Set task 1 —
In the screwdriver patent, replace "experience" with "judgment" and give the passage starting at "2. Related Art" and ending at "constantly being sought.".

** Start of Page **

Patent Publication Number: US-7222559-B2

Title: Screwdriver with torque setting mechanism

Description:
BACKGROUND OF THE INVENTION 
   1. Field of Invention 
   The present invention relates to screwdrivers and more particularly to a screwdriver having a torque setting mechanism such that torque exerted on a handle will not transmit to a shank if the torque exceeds a set value so as to prevent a screw from being over-driven by the shank. 
   2. Related Art 
   Screwdrivers are well known. It is typical that tightness of a driven screw is determined based on experience of a person working on it. It is understood that in one case the screw may be damaged if force (i.e., torque) exerted thereon exceeds a set value thereof. Thus, it is highly desirable to provide a screwdriver with a torque setting mechanism. However, how to design a torque setting mechanism in a limited internal space of a screwdriver while operation convenience and other advantageous features are still provided is a task to be accomplished. Thus, continuing improvements in the exploitation of such screwdriver are constantly being sought. 
   SUMMARY OF THE INVENTION 
   It is therefore an object of the present invention to provide a screwdriver comprising a rotatable handle including a sleeve including an internal lower elastic member, a support ring urged against an internal shoulder by the elastic member, the support ring including a plurality of male members equally spaced around its upper surface, and a scale window on a surface of the handle; and a torque setting mechanism including an actuation rod passed the support ring and the elastic member and including a lower threaded section, an upper threaded section, two opposing intermediate flats extended from the upper threaded section to the lower threaded section, and a top socket for securely receiving one end of a shank; a clutch ring put on the flats and having a plurality of equally spaced female members formed on its lower surface for receiving portions of the male members; a torque adjustment ring rotatably provided on tops of the clutch ring and the handle with the actuation rod passed, the torque adjustment ring urged against a shoulder between the upper threaded section and the socket; a lower torque adjustment nut threadedly secured to the lower threaded section and provided under the sleeve to urge against a bottom of the elastic member; and a color ring provided at a bottom of the actuation rod and disposed corresponding to the scale window, the color ring being adapted to turn as the actuation rod longitudinally moves in a torque setting operation by turning the torque adjustment ring; wherein in a screw fastening operation fit an open end of the shank into the head of a screw, turn the handle to cause both the support ring and the torque adjustment ring to turn, the clutch ring disengages with the male members to move the torque adjustment ring upward if a torque exerted on the screw by the shank exceeds a set maximum torque value, and the actuation rod moves longitudinally such that the torque will not transmit to the shank so as to prevent the screw from being over-driven; and in a maximum torque value setting operation of a screw turn the torque adjustment ring about the upper threaded section to longitudinally move the actuation rod whereby moving the torque adjustment nut closer to the support ring will further compress the elastic member, and bring the clutch ring to further engage the support ring.

** End of Page **
** Start of Data excerpts **

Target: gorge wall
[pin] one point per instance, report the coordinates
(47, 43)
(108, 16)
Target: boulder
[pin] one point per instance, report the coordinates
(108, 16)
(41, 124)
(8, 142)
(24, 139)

** End of Data excerpts **

Set task 2 —
Export the records, starting at the line containing "Target: boulder" and ending at the last of the records, as a two-column CSV with the columns request and response. Each row should hold one request and its answer, each in a single quoted field with line breaks replaced by spaces.

Task answer 1 —
2. Related Art 
   Screwdrivers are well known. It is typical that tightness of a driven screw is determined based on judgment of a person working on it. It is understood that in one case the screw may be damaged if force (i.e., torque) exerted thereon exceeds a set value thereof. Thus, it is highly desirable to provide a screwdriver with a torque setting mechanism. However, how to design a torque setting mechanism in a limited internal space of a screwdriver while operation convenience and other advantageous features are still provided is a task to be accomplished. Thus, continuing improvements in the exploitation of such screwdriver are constantly being sought.

Task answer 2 —
request,response
"Target: boulder [pin] one point per instance, report the coordinates","(108, 16) (41, 124) (8, 142) (24, 139)"